*** Block opens ***
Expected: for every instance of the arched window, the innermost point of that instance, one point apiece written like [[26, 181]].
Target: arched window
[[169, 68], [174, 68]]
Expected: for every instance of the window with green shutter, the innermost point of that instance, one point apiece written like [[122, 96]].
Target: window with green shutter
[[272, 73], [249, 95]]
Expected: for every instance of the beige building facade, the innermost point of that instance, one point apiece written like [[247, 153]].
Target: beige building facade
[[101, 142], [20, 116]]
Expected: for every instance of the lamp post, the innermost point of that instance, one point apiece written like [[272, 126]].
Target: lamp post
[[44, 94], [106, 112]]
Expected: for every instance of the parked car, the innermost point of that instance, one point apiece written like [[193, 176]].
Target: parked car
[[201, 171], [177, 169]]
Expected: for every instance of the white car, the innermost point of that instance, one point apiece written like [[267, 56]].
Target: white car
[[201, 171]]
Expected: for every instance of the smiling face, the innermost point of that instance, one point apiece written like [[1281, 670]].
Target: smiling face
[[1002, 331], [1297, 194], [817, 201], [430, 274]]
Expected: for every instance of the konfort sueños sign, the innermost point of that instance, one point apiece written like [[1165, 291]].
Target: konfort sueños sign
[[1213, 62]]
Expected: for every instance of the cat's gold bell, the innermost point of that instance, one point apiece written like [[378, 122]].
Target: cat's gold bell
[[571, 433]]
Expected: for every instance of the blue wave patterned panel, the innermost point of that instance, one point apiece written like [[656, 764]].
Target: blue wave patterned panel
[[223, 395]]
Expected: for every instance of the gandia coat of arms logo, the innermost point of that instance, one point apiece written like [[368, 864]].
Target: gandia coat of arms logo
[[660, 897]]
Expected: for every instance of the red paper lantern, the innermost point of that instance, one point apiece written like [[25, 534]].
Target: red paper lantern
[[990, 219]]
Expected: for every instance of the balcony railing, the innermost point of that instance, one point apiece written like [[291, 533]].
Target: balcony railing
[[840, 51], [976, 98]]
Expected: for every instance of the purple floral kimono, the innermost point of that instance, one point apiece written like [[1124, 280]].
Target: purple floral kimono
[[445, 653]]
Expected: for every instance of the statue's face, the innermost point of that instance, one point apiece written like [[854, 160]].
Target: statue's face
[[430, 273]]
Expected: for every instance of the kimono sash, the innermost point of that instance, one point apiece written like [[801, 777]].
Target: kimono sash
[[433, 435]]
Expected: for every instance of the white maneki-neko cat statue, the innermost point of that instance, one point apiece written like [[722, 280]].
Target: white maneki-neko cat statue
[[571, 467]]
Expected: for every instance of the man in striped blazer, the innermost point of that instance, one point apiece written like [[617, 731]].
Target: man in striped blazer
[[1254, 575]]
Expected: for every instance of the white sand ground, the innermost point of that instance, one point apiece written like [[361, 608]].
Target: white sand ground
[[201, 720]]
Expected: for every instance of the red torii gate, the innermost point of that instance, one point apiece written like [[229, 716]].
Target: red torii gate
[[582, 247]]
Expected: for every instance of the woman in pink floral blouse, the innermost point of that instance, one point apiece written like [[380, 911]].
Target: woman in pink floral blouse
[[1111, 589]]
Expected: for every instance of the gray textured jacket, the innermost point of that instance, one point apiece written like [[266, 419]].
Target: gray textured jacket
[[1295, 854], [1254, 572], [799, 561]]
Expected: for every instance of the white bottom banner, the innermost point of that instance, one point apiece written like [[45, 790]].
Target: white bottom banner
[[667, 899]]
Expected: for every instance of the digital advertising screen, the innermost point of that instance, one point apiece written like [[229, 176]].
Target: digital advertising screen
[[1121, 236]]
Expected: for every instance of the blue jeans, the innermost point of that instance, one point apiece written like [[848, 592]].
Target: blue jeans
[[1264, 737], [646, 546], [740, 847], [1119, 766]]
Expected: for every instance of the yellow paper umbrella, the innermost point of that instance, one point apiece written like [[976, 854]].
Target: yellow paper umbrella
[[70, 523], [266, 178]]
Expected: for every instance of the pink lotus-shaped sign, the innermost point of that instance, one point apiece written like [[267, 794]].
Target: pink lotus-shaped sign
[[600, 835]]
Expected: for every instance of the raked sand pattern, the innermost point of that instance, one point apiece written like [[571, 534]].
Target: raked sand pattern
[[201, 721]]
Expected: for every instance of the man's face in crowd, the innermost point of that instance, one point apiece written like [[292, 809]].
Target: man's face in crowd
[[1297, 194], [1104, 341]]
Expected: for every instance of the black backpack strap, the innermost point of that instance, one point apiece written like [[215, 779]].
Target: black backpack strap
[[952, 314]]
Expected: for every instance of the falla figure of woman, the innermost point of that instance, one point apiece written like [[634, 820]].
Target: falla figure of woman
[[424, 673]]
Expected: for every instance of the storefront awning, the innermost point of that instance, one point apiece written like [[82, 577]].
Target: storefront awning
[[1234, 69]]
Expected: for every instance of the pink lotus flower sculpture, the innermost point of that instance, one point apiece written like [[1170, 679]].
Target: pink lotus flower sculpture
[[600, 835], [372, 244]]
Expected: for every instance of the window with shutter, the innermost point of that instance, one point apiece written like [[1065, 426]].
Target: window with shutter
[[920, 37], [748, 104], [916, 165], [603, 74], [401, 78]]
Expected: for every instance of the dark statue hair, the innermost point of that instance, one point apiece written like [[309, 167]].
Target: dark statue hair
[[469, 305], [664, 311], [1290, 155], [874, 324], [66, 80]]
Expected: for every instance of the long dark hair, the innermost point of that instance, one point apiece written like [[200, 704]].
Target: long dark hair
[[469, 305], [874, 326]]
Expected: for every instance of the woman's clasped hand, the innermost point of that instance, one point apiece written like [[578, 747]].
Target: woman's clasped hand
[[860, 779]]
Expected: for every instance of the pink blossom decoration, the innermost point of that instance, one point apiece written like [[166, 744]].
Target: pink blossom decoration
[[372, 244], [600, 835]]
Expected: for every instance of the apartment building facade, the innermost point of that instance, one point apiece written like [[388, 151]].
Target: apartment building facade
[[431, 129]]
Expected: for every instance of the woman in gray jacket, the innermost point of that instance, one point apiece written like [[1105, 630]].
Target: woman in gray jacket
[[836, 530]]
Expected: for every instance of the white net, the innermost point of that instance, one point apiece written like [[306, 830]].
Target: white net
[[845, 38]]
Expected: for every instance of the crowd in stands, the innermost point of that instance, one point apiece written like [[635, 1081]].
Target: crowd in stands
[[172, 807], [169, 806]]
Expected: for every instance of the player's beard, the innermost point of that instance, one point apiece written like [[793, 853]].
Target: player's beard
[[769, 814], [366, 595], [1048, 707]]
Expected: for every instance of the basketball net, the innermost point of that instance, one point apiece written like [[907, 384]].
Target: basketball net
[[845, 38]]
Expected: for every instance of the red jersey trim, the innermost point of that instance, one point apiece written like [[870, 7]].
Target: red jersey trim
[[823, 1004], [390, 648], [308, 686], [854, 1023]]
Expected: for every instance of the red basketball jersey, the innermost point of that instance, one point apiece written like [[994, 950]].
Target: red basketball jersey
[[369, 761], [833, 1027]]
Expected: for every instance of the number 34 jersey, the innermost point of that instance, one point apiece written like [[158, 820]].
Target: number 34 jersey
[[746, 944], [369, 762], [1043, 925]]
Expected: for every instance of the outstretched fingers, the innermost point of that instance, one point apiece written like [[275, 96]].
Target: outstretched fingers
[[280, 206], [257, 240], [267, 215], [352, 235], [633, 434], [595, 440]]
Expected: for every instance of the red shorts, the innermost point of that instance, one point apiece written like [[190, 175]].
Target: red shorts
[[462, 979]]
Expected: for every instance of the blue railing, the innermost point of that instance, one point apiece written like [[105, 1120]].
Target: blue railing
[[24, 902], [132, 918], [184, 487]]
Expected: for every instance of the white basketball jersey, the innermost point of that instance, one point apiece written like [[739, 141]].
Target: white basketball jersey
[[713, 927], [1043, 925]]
*** Block closes ***
Exercise details
Which lines run from the one holding "Target: player's beard" through the end of the data? Write them out exactly, ends included, and add nothing.

Answer to the exercise
Target: player's beard
[[769, 814], [366, 595], [1048, 707]]
Expected: for every instance of the basketball net, the innermost point of that instance, one point apiece written like [[907, 384]].
Target: basketball net
[[845, 38]]
Expected: for every instance of the red jersey trim, the innermost point of that instance, one point apiece written like [[870, 7]].
Target: red jersey trim
[[823, 1004], [390, 648], [308, 686], [854, 1023]]
Expected: for every instance of the red basketball jersey, the innermost point of that instance, one point apiece written like [[994, 950]].
Target: red basketball jersey
[[369, 761], [833, 1027]]
Expected: for every instance of the number 34 jersey, the innermost point of that instance, one point apiece written like [[158, 820]].
Target: number 34 jersey
[[746, 944], [369, 762], [1043, 925]]
Expected: for every instance of the outstretched fingers, the innermost point of that instance, one point apiece written like [[275, 96]].
Target: outstretched fingers
[[280, 206], [257, 240], [267, 215], [352, 235], [633, 434], [595, 440]]
Expected: for every instance of the red shorts, the innermost point of that instance, one point apiece written like [[190, 175]].
Target: red shorts
[[462, 979]]
Expected: for every instance of the blue railing, the innermost point of that instance, one point apiece written like [[105, 1120]].
Target: blue railing
[[24, 902], [132, 918], [184, 487]]
Expected: for every instance of the white basketball jersey, the innermost point of that instance, one point apiece written like [[739, 141]].
Target: white basketball jersey
[[713, 927], [1043, 925]]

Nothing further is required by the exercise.